> **Task details**
Lines from the listing below that contain the string "every" are to be reported.

Start of Material to process

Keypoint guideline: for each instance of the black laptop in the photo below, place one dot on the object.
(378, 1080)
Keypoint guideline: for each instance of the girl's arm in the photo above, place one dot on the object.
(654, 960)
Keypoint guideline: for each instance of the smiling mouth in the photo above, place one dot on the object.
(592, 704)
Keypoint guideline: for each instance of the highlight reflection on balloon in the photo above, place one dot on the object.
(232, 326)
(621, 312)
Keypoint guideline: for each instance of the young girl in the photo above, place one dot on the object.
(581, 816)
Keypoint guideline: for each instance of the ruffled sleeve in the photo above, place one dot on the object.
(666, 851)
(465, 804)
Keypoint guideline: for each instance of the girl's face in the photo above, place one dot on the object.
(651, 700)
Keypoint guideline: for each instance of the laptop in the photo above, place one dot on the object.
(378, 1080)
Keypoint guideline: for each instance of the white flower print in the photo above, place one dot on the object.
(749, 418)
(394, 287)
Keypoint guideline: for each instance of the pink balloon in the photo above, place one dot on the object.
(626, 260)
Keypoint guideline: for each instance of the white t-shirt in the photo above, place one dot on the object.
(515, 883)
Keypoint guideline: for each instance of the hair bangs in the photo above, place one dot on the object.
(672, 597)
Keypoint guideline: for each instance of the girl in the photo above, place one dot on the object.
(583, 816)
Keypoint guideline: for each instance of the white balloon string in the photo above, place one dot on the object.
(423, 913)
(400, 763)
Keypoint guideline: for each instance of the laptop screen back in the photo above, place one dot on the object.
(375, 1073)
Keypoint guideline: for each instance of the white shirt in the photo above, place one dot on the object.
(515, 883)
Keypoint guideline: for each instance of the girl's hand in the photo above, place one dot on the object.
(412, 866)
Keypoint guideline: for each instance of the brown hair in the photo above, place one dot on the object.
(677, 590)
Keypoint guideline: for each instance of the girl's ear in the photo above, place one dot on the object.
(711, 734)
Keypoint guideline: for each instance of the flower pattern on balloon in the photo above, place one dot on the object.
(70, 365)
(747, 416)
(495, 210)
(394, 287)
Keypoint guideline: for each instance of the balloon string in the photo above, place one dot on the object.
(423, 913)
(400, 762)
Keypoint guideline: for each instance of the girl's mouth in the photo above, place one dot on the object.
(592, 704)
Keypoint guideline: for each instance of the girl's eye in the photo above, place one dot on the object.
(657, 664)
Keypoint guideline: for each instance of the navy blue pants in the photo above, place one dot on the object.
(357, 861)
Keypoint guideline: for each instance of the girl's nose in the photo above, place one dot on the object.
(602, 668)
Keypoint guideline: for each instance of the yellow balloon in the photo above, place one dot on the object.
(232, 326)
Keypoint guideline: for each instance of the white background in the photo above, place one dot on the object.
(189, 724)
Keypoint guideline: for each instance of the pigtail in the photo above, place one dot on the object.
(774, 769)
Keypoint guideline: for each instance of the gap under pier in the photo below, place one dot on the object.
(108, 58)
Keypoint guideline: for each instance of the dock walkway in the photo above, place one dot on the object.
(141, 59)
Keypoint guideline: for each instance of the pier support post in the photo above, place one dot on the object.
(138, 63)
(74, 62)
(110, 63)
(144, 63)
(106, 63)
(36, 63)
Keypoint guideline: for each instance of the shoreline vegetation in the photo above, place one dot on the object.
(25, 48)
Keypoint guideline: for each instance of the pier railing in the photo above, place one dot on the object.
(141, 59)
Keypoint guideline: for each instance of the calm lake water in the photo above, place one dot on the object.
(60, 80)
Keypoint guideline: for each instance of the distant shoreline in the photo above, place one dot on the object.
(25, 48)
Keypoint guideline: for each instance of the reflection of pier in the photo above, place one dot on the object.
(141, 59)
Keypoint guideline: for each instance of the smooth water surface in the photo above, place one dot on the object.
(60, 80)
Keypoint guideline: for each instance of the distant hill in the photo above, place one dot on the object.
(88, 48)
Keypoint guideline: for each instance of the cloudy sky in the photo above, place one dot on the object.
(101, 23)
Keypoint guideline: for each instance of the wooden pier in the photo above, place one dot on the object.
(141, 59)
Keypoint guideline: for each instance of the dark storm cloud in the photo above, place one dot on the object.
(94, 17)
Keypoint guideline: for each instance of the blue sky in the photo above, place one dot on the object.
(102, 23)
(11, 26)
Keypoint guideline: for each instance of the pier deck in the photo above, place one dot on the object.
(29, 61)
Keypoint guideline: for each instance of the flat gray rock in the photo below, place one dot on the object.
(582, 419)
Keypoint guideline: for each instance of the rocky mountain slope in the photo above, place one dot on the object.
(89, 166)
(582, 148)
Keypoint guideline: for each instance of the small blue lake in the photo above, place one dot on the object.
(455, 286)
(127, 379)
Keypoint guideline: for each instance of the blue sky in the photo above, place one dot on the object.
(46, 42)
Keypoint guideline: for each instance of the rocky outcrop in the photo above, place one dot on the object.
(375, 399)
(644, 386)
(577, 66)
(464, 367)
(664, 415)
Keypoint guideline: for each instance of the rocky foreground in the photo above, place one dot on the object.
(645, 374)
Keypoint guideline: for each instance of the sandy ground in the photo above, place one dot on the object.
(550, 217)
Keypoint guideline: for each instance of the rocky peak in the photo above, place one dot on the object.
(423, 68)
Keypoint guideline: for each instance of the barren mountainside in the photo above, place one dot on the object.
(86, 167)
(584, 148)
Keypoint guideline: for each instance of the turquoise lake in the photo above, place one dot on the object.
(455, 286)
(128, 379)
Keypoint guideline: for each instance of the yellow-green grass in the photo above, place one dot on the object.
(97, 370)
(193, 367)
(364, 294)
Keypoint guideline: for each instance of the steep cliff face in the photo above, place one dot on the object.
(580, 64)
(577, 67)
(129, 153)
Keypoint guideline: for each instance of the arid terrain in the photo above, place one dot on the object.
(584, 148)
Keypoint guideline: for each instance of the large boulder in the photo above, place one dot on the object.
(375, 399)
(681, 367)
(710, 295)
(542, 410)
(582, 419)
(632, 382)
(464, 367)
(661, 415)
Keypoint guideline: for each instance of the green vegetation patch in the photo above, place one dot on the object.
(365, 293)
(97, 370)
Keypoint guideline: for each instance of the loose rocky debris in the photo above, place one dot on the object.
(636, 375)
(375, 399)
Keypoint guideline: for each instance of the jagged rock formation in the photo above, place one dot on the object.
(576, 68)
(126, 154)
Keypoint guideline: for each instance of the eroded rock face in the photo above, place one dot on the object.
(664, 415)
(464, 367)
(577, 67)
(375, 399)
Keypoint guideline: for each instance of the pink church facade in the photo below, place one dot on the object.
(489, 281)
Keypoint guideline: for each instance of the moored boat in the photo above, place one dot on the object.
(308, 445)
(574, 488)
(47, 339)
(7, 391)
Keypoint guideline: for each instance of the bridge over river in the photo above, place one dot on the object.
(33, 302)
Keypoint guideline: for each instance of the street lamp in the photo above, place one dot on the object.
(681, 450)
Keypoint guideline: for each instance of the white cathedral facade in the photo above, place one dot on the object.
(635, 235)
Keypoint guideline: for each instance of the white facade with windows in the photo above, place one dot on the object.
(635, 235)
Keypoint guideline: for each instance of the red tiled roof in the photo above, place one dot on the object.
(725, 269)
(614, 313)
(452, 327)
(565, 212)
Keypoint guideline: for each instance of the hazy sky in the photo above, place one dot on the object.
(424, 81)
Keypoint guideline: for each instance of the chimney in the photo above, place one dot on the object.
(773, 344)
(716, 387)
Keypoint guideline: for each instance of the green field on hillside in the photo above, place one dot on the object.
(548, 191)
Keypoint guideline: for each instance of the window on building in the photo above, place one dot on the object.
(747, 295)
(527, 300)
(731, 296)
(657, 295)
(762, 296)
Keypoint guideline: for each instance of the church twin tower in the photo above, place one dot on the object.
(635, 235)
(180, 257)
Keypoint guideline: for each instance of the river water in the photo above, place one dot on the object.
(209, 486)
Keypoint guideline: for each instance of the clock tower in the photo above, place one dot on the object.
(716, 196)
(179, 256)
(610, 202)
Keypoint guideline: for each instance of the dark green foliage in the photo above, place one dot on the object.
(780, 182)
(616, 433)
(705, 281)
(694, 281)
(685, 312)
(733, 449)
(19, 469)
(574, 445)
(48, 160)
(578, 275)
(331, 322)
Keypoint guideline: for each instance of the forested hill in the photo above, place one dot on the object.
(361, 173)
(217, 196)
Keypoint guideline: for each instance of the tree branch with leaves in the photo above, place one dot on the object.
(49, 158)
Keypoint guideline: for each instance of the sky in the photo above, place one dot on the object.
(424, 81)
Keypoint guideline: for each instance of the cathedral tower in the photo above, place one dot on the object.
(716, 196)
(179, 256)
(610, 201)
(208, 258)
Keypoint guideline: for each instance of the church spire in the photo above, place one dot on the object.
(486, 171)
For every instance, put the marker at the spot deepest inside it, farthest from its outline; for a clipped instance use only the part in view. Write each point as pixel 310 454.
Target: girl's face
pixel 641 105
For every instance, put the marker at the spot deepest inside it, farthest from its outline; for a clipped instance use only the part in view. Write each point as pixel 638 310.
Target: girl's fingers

End of Material to process

> **Answer for the task**
For every instance, put the marker at the spot deepest inside it, farthest from its outline; for a clipped instance use only the part in view. Write each point as pixel 310 454.
For every instance, put the marker at the spot deepest inside it, farthest from its outline; for a clipped instance use only the part in view. Write each point as pixel 638 310.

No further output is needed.